▼

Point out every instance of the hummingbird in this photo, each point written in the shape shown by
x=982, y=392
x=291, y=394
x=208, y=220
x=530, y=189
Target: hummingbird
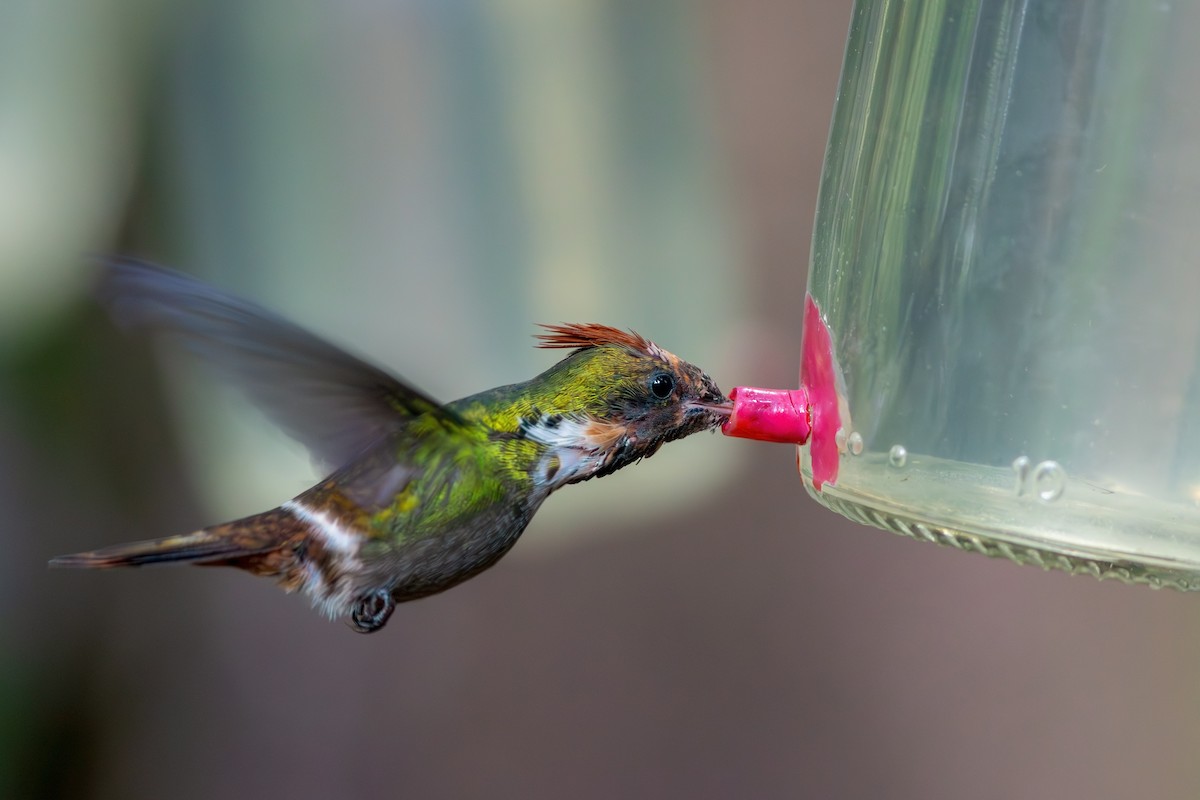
x=418, y=495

▲

• _Directions for this task_
Write out the entire listing above line for line, leaving out the pictures.

• _Finished task_
Point out every instance of the hummingbird in this photo, each point written in the shape shown by
x=982, y=392
x=291, y=394
x=208, y=220
x=530, y=189
Target: hummingbird
x=418, y=495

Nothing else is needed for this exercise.